EXERCISES.
A) Write out the part of the court opinion starting with "On certification to" and going on through "negotiated plea agreement.".
B) Answer these questions from the court opinion, one per line:
(i) Which justice delivered the opinion of the Court?
(ii) How many grams of cocaine did the police discover in the search?
(iii) At whose home was the cocaine found?

TEXT PASSAGE.

◆ ◆ ◆ ◆ ◆ ◆ ◆

On certification to the Superior Court, Appellate Division, whose opinion is reported at 210 N.J. Super. 17 (1986).
For Affirmance -- Chief Justice Wilentz and Justices Clifford, Handler, Pollock, O'Hern, Garibaldi and Stein. Opposed -- None. The opinion of the Court was delivered by Handler, J.
[107 NJ Page 285] This appeal raises several issues regarding sentencing for defendants who plead guilty to drug-related offenses. In particular,
we must determine whether explicit consideration of aggravating and mitigating factors must be undertaken when a court sentences a defendant for violation of the Controlled Dangerous Substances Act. We also consider the appropriate standards for appellate review of sentences imposed on defendants who plead guilty pursuant to a negotiated plea agreement.
In a search conducted pursuant to a warrant, the police discovered 108.6 grams of cocaine, of which 38 grams were pure free base, at the home of Carlos Rafael Sainz. Sainz and his wife were indicted for possession of one or more ounces of cocaine, including at least 3.5 grams pure free base, N.J.S.A. 24:21-10c(2), and possession of cocaine with intent to distribute, N.J.S.A. 24:21-19b(2).

◆ ◆ ◆ ◆ ◆ ◆ ◆

EXTRACTED RECORDS.
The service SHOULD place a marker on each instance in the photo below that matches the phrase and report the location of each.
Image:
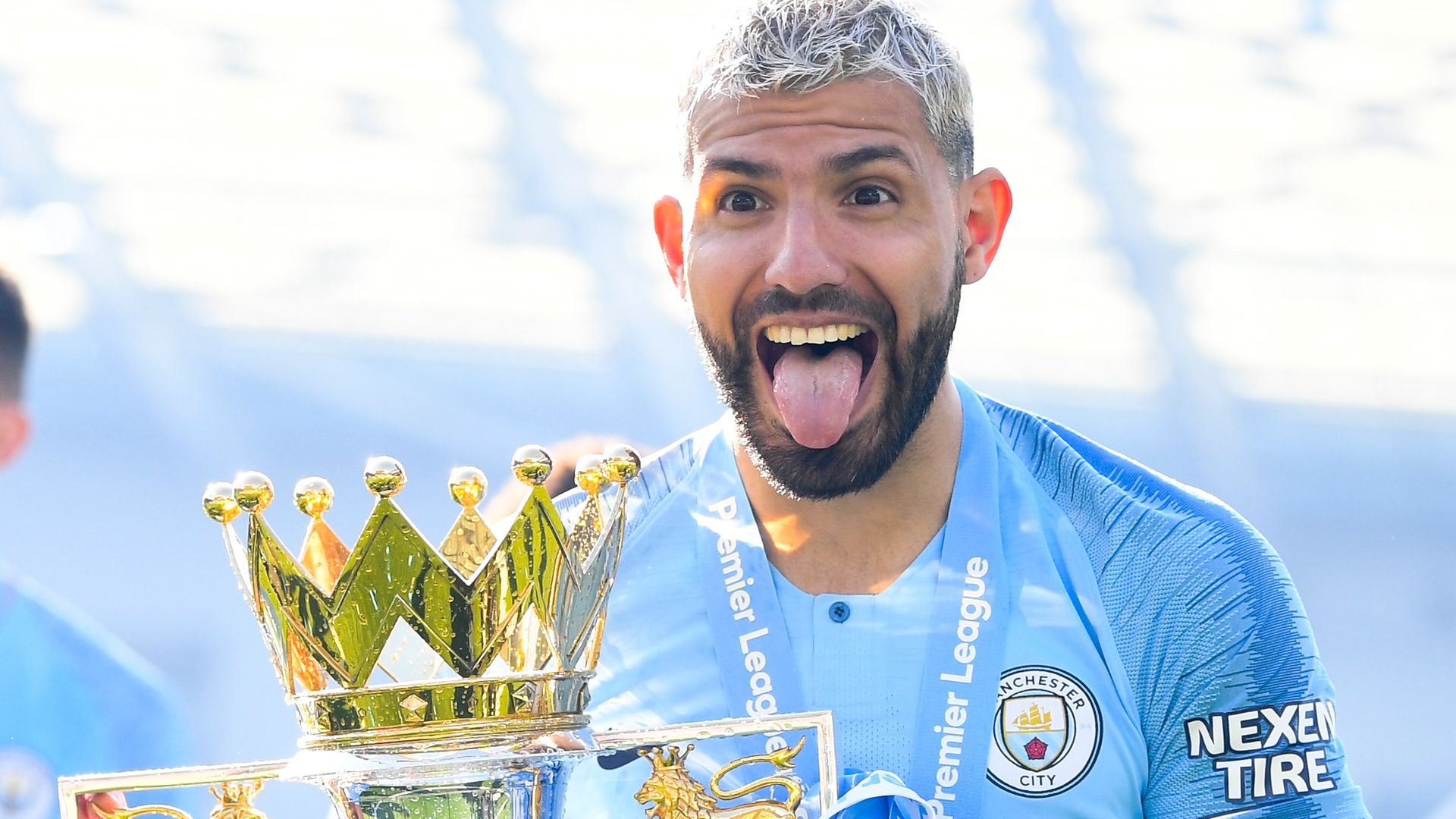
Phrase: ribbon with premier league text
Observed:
(967, 643)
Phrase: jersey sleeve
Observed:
(1235, 707)
(1242, 717)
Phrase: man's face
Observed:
(823, 265)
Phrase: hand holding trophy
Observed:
(447, 681)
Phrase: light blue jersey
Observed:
(72, 701)
(1155, 659)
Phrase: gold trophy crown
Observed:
(400, 642)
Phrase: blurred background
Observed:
(293, 235)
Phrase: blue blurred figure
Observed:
(73, 700)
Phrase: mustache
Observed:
(826, 297)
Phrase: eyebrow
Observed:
(740, 167)
(852, 159)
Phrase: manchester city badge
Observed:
(1049, 730)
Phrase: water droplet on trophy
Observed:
(313, 496)
(468, 485)
(590, 474)
(532, 464)
(254, 491)
(383, 475)
(218, 502)
(620, 464)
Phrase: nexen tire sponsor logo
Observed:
(1294, 726)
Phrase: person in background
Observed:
(73, 698)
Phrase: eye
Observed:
(740, 202)
(870, 196)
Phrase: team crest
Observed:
(1049, 730)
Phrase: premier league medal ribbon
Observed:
(957, 701)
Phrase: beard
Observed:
(867, 450)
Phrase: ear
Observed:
(667, 219)
(986, 202)
(15, 430)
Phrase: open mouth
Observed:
(817, 373)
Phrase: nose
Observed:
(802, 259)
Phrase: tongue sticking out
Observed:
(816, 394)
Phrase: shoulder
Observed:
(1128, 515)
(1190, 588)
(85, 700)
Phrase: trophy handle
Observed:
(629, 744)
(239, 783)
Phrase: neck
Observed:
(859, 544)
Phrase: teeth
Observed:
(785, 334)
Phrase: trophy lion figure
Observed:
(676, 795)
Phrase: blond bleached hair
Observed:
(802, 46)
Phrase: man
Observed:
(73, 700)
(1003, 615)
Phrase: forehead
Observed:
(780, 127)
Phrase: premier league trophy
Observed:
(452, 682)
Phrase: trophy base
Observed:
(501, 781)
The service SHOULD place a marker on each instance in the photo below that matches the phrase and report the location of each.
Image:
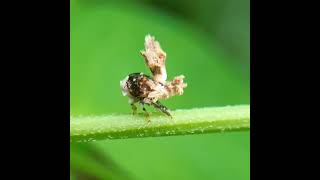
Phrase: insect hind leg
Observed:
(147, 114)
(134, 108)
(162, 108)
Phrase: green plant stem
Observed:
(184, 122)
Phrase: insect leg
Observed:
(147, 114)
(162, 108)
(134, 108)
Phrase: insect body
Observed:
(144, 89)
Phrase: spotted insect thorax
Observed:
(149, 90)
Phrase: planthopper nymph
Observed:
(148, 90)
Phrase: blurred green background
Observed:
(207, 41)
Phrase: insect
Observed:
(147, 90)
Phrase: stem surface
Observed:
(184, 122)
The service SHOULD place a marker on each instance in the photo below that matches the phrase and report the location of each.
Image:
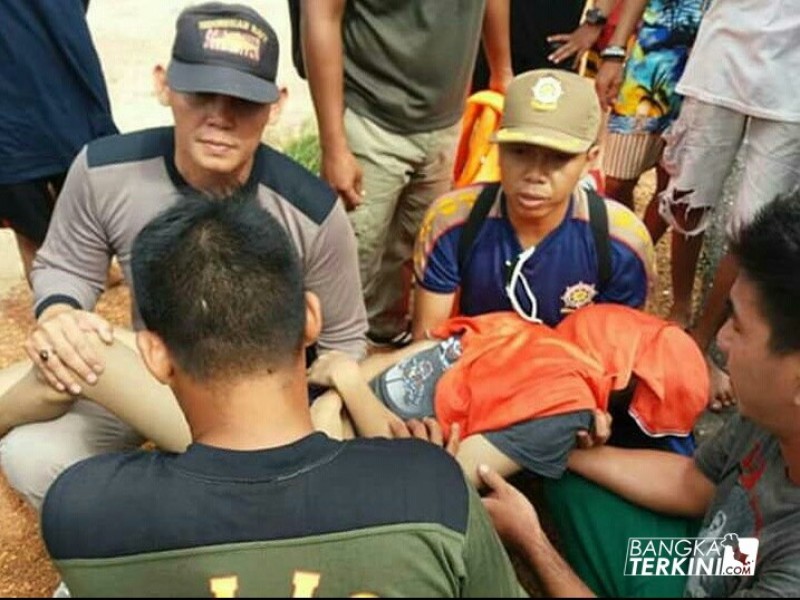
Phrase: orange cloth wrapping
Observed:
(673, 379)
(512, 371)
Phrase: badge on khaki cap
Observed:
(546, 93)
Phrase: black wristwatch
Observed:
(594, 16)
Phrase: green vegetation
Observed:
(304, 148)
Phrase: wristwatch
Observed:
(594, 16)
(617, 53)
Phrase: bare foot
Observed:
(721, 392)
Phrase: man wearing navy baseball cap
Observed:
(225, 49)
(221, 88)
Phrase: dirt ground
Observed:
(132, 36)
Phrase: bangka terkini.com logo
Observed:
(729, 555)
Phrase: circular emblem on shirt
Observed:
(578, 295)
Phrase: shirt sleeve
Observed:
(436, 248)
(72, 264)
(332, 274)
(489, 572)
(713, 457)
(633, 258)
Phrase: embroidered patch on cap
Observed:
(546, 93)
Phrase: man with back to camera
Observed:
(259, 504)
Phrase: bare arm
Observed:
(323, 51)
(580, 40)
(430, 310)
(609, 77)
(661, 481)
(497, 43)
(518, 525)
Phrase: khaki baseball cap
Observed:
(551, 108)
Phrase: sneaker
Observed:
(401, 340)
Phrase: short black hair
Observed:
(768, 253)
(220, 282)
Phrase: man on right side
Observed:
(738, 99)
(746, 480)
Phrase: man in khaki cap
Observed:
(528, 243)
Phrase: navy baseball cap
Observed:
(224, 49)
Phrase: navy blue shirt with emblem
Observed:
(561, 272)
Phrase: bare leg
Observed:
(126, 389)
(685, 253)
(353, 405)
(655, 224)
(27, 250)
(476, 450)
(26, 399)
(711, 319)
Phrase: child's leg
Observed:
(476, 450)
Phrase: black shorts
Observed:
(27, 207)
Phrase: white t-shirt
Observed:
(747, 58)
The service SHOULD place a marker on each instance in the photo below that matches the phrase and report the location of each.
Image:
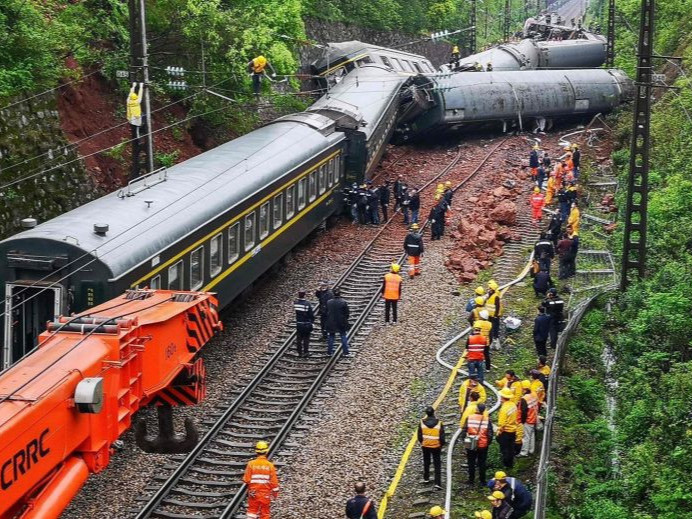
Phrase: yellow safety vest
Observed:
(259, 64)
(431, 435)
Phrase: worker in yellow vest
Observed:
(431, 436)
(507, 428)
(256, 67)
(494, 307)
(392, 292)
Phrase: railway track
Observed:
(208, 481)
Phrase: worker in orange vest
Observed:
(476, 344)
(431, 436)
(537, 203)
(478, 426)
(528, 415)
(261, 479)
(392, 292)
(256, 67)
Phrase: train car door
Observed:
(28, 306)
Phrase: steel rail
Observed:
(164, 490)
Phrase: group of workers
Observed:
(564, 224)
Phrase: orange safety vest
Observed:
(536, 200)
(431, 435)
(532, 407)
(261, 477)
(392, 286)
(491, 305)
(259, 64)
(477, 425)
(475, 350)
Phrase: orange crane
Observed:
(62, 407)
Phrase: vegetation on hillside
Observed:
(649, 329)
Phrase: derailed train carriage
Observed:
(218, 221)
(215, 222)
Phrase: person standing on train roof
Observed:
(414, 205)
(384, 197)
(261, 480)
(324, 294)
(413, 246)
(391, 291)
(337, 323)
(256, 67)
(304, 323)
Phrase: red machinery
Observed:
(62, 407)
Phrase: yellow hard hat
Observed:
(507, 393)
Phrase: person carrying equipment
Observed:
(304, 323)
(476, 345)
(507, 427)
(256, 67)
(529, 415)
(534, 161)
(494, 307)
(324, 294)
(413, 246)
(431, 435)
(477, 434)
(360, 506)
(392, 292)
(536, 201)
(133, 111)
(469, 386)
(263, 486)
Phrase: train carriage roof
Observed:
(195, 192)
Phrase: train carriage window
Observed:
(264, 220)
(312, 186)
(175, 276)
(386, 61)
(197, 268)
(301, 193)
(215, 252)
(290, 201)
(234, 239)
(249, 237)
(278, 211)
(321, 178)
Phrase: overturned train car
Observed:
(522, 100)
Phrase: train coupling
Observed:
(167, 441)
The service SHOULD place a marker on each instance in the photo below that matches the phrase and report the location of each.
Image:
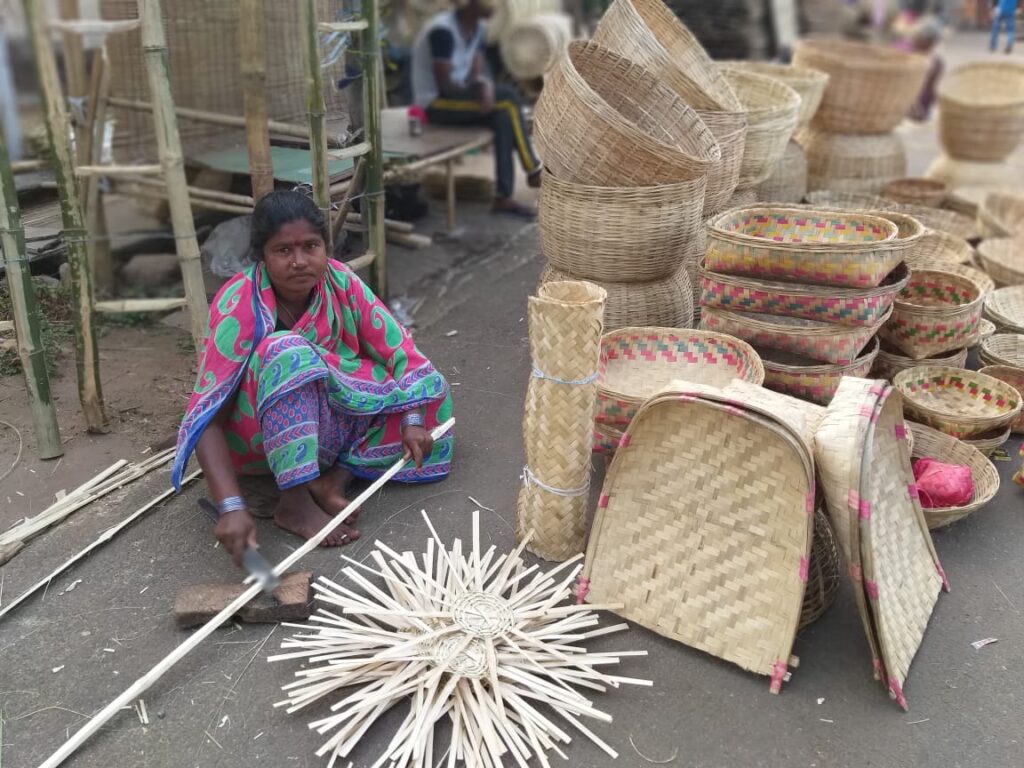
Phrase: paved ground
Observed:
(214, 709)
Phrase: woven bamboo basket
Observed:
(922, 192)
(845, 306)
(787, 183)
(558, 417)
(935, 444)
(1005, 307)
(981, 110)
(852, 250)
(889, 361)
(647, 32)
(1003, 349)
(824, 342)
(1003, 258)
(636, 363)
(1001, 215)
(810, 380)
(960, 402)
(936, 312)
(772, 111)
(665, 303)
(870, 88)
(585, 229)
(605, 120)
(530, 46)
(852, 163)
(711, 503)
(810, 84)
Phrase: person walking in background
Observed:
(1005, 14)
(449, 82)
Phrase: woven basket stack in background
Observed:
(849, 144)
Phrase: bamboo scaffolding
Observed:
(169, 144)
(143, 683)
(25, 307)
(252, 38)
(89, 389)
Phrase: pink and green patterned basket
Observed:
(825, 248)
(846, 306)
(823, 342)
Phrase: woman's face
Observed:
(296, 259)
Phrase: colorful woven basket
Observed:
(960, 402)
(810, 380)
(845, 306)
(824, 342)
(935, 312)
(824, 248)
(935, 444)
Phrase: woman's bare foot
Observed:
(298, 513)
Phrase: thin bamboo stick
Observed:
(252, 38)
(169, 143)
(89, 389)
(26, 309)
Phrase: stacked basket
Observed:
(850, 145)
(808, 289)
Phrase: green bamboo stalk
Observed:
(89, 390)
(372, 98)
(316, 111)
(172, 160)
(28, 318)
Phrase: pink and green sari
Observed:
(332, 389)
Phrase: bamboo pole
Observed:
(169, 143)
(89, 389)
(372, 93)
(140, 685)
(252, 39)
(26, 310)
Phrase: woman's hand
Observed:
(237, 531)
(418, 443)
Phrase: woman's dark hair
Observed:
(279, 208)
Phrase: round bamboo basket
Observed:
(787, 183)
(619, 233)
(1003, 258)
(1001, 215)
(666, 303)
(935, 444)
(960, 402)
(604, 120)
(852, 163)
(922, 192)
(981, 110)
(870, 88)
(772, 111)
(809, 84)
(1003, 349)
(935, 312)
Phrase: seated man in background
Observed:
(449, 82)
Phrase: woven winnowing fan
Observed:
(472, 637)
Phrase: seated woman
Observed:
(307, 375)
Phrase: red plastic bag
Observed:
(942, 484)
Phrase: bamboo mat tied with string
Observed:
(565, 326)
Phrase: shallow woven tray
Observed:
(825, 342)
(585, 229)
(810, 380)
(960, 402)
(845, 306)
(637, 363)
(704, 529)
(820, 247)
(936, 312)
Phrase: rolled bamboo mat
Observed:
(565, 327)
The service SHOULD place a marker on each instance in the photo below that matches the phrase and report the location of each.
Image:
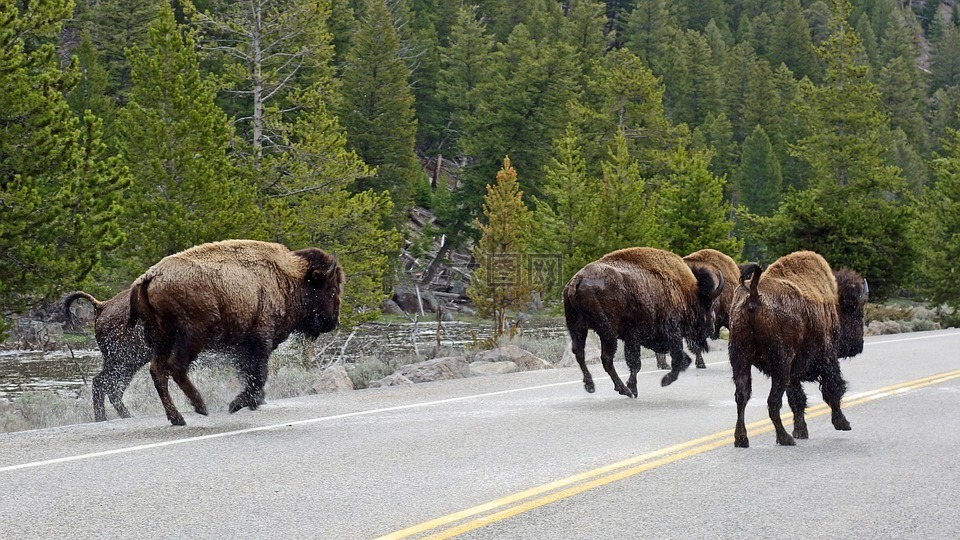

◆ ◆ ◆ ◆ ◆ ◆ ◆

RESPONSES PER TASK.
A)
On certification to the Superior Court, Appellate Division, whose opinion is reported at 210 N.J. Super. 17 (1986).
For Affirmance -- Chief Justice Wilentz and Justices Clifford, Handler, Pollock, O'Hern, Garibaldi and Stein. Opposed -- None. The opinion of the Court was delivered by Handler, J.
[107 NJ Page 285] This appeal raises several issues regarding sentencing for defendants who plead guilty to drug-related offenses. In particular,
we must determine whether explicit consideration of aggravating and mitigating factors must be undertaken when a court sentences a defendant for violation of the Controlled Dangerous Substances Act. We also consider the appropriate standards for appellate review of sentences imposed on defendants who plead guilty pursuant to a negotiated plea agreement.

B)
(i) Handler, J.
(ii) 108.6 grams
(iii) Carlos Rafael Sainz